Data items:
* * *
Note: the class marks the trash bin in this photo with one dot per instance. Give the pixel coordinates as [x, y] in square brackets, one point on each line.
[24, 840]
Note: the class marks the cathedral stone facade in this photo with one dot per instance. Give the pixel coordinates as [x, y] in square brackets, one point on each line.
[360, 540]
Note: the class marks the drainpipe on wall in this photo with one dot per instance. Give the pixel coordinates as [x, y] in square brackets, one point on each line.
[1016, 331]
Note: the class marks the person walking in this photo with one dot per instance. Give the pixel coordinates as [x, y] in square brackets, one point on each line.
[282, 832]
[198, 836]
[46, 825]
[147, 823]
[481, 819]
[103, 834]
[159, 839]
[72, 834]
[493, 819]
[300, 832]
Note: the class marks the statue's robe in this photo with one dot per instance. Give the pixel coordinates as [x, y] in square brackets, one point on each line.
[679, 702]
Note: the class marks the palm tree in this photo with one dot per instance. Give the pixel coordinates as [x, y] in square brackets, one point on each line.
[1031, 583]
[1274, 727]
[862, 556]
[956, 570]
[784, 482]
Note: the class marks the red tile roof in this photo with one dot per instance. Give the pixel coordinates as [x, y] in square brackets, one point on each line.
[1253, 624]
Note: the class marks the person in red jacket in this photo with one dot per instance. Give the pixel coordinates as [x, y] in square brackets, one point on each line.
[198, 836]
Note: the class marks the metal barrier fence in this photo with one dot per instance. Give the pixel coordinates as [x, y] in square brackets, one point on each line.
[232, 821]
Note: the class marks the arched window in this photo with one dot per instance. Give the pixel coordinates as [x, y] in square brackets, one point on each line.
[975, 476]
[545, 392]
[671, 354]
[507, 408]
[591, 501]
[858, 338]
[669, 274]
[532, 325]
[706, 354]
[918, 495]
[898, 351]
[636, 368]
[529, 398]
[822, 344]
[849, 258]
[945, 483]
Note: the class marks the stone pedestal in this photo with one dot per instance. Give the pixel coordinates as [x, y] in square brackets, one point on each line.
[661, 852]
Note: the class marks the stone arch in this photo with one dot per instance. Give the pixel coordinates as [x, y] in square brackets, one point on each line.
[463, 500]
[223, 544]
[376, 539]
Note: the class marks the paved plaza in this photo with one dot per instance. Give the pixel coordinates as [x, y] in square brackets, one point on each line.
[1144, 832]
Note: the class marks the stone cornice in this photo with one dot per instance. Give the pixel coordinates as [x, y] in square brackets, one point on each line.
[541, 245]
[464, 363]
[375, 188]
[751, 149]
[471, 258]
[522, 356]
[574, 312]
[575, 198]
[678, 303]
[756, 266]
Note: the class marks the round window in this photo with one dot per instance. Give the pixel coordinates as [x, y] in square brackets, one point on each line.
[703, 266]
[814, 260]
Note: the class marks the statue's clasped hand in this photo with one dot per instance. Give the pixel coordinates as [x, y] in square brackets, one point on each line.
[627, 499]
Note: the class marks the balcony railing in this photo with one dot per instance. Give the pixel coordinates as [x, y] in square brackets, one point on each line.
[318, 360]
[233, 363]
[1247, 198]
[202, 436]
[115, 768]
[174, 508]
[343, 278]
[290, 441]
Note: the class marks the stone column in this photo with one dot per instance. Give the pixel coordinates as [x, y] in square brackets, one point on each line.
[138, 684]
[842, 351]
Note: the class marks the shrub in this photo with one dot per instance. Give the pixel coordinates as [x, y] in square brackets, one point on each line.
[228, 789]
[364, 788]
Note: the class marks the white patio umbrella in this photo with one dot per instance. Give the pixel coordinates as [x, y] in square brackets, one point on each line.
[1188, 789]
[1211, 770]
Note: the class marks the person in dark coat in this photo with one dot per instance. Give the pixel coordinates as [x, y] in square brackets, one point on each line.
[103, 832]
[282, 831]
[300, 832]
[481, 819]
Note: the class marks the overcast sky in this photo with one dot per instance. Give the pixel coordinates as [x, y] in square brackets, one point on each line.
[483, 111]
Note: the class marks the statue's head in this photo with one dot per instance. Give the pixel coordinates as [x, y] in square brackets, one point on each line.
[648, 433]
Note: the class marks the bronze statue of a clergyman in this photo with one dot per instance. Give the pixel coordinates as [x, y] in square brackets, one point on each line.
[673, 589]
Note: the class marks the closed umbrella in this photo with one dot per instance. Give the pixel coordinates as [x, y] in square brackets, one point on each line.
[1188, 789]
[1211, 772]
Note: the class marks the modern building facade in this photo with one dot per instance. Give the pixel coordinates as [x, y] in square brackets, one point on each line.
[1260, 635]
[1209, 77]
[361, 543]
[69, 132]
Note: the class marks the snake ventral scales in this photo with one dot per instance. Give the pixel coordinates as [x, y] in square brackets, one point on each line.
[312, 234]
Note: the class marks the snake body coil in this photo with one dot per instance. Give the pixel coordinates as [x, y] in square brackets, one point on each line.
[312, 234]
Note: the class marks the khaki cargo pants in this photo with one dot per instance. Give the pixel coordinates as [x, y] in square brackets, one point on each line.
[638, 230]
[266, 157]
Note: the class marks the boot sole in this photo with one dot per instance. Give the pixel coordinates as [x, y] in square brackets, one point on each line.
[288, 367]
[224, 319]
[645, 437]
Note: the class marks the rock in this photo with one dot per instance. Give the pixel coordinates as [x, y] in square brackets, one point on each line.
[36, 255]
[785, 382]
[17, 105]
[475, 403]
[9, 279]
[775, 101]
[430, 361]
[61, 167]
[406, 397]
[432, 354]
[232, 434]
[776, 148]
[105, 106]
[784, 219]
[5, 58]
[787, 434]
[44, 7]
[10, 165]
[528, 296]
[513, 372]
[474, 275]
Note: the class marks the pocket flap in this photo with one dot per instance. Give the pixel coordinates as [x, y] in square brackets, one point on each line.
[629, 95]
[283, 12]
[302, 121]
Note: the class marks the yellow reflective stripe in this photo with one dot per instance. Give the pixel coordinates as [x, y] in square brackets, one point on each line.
* * *
Give back all the data exactly as it was written.

## Response below
Note: the class marks the trash bin in this photo with one dot per instance. Give the pixel coordinates as [x, y] in square brackets, one point on each line.
[24, 840]
Note: the class marks the cathedral stone facade in this photo with one dot per instance. Give the pixel coordinates as [x, y] in square brackets, one point on each line.
[360, 540]
Note: the class marks the drainpipe on wall in this photo with one dot per instance. Give the pixel coordinates as [x, y] in square brackets, one point on each line.
[1016, 331]
Note: the class marks the person walking in this photo with one dot per instance. Give the pixel coordinates as [x, y] in square brackets, one point on each line.
[282, 832]
[198, 836]
[46, 825]
[147, 823]
[481, 819]
[103, 834]
[159, 839]
[72, 834]
[493, 819]
[300, 832]
Note: the class marks the statue's robe in this photo with one dot per instance. Give the pixel coordinates as [x, y] in square brackets, one point on each line.
[679, 702]
Note: the class marks the palm tree in this photo with one dot per instance. Give the pixel coordinates as [x, y] in square brackets, one point on each line.
[1031, 583]
[1274, 727]
[862, 556]
[956, 570]
[784, 482]
Note: the class marks the red tile roof in this photo with one dot per instance. Give the pixel coordinates as [x, y] in square brackets, one point on each line.
[1253, 624]
Note: the class marks the person in red jacket in this photo with one dot per instance. Give the pixel coordinates as [x, y] in square brackets, one point on each line.
[198, 836]
Note: the class marks the metal barrier fence in this photo with one dot per instance. Give the pixel coordinates as [x, y] in square brackets, one point on each line.
[232, 821]
Note: the class marks the arched window in this photo with one dot per instance. Give the pixel coordinates as [x, y] in square brackets, one point on each line.
[975, 476]
[545, 392]
[671, 354]
[507, 408]
[591, 501]
[858, 338]
[669, 274]
[532, 325]
[706, 354]
[918, 495]
[898, 351]
[636, 368]
[529, 398]
[822, 344]
[849, 258]
[945, 483]
Note: the class marks the stone pedestal in this photo with one dot per instance. Give the pixel coordinates as [x, y] in square brackets, one point on each line.
[661, 852]
Note: the class marks the stone arch in this photo with one dot per instance. Give the pixel coordinates as [x, y] in square brackets, one point on each line.
[463, 500]
[223, 544]
[376, 539]
Note: the class marks the paved plaza in this photo with one dot per instance. Give the pixel coordinates as [x, y] in square brackets, one point on each line.
[1144, 832]
Note: the class marks the stone cornice in this photo with one dot per instance. Give the pixel coordinates as [x, y] in square brackets, one point on each line.
[541, 245]
[464, 363]
[375, 188]
[751, 149]
[471, 258]
[522, 356]
[574, 312]
[575, 198]
[678, 303]
[756, 266]
Note: the class marks the round window in this photo with one dot per instance. Give the pixel coordinates as [x, y] in square brackets, one point on each line.
[703, 266]
[814, 260]
Note: the class marks the statue's clasped hand in this photo with one dot per instance. Give the pixel coordinates as [x, y] in square brackets, one point on each line.
[627, 499]
Note: the class marks the balcony railing in this photo with one dot per instance. Give the pixel coordinates as [x, y] in square brackets, one point on each line.
[318, 360]
[233, 363]
[1247, 198]
[202, 436]
[115, 768]
[174, 508]
[343, 278]
[290, 441]
Note: the class marks the stone column in this photo with one dot per instance. Give the pixel coordinates as [x, y] in square brackets, one point on each line.
[138, 684]
[842, 351]
Note: the class marks the shrub in this photo with one dot per instance. Give the pixel coordinates as [x, y] in square brackets, one point on each line.
[228, 789]
[364, 788]
Note: the class marks the white patio umbrella in this photo with one dot per instance. Give the pixel coordinates as [x, y] in square brackets, one point on each line.
[1188, 789]
[1211, 770]
Note: the class marks the person in dark coat in this photo with one dot per instance. Give the pixel coordinates as [x, y] in square brackets, one point on each line.
[103, 832]
[282, 831]
[300, 832]
[481, 819]
Note: the class marks the overcast sky in this photo with one dot per instance. Give the pixel coordinates as [x, y] in square brackets, one point on each line.
[483, 111]
Note: the class marks the statue's head in this photo with one dot per instance. Give the pixel coordinates as [x, y] in square brackets, one point on each line.
[648, 433]
Note: the class marks the bronze statue of a clergyman in this photo with one dot per instance. Give the pixel coordinates as [x, y] in square brackets, one point on each line.
[673, 589]
Note: the class marks the closed umbrella in this photo with one dot per instance. Give the pixel coordinates as [x, y] in square brackets, one point on each line.
[1188, 789]
[1211, 772]
Note: the class marks the modern building facade in this photo with one dot per instance. Give the pixel coordinates as [x, y] in square brackets, one point on each line.
[1260, 635]
[1209, 77]
[361, 543]
[69, 132]
Note: the class marks the snake ventral scales in this photo with one dot per instance. Give the pixel coordinates as [x, y] in square brackets, one point on each line.
[312, 234]
Note: the class marks the snake body coil in this photo with one dot per instance. Give the pixel coordinates as [x, y] in square brackets, one point on each line.
[312, 234]
Note: the class marks the khaki cargo pants in this photo with one dot per instance. Give the pixel coordinates as [x, y] in square brackets, one point on each line.
[638, 230]
[266, 157]
Note: the class marks the boot sole in this photo with one dot per instance. Give the pixel coordinates as [x, y] in square brackets, one point on each line.
[288, 367]
[224, 319]
[645, 437]
Note: the class marks the rock in this photo with one dot per instance. Give the pixel coordinates as [x, y] in square brackets, one point on each line.
[36, 255]
[785, 382]
[17, 105]
[475, 403]
[9, 279]
[775, 101]
[430, 361]
[61, 167]
[406, 397]
[432, 354]
[232, 434]
[776, 148]
[105, 106]
[784, 219]
[5, 58]
[787, 434]
[44, 7]
[10, 165]
[528, 296]
[513, 372]
[474, 275]
Note: the class marks the pocket flap in this photo with one dot per instance. Give the pixel coordinates as [x, y] in square brackets, one point on each line.
[629, 95]
[283, 12]
[302, 121]
Note: the class marks the yellow reflective stripe in this photo with one dot per instance. Give the pixel coordinates as [x, y] in square brackets, one point on each line.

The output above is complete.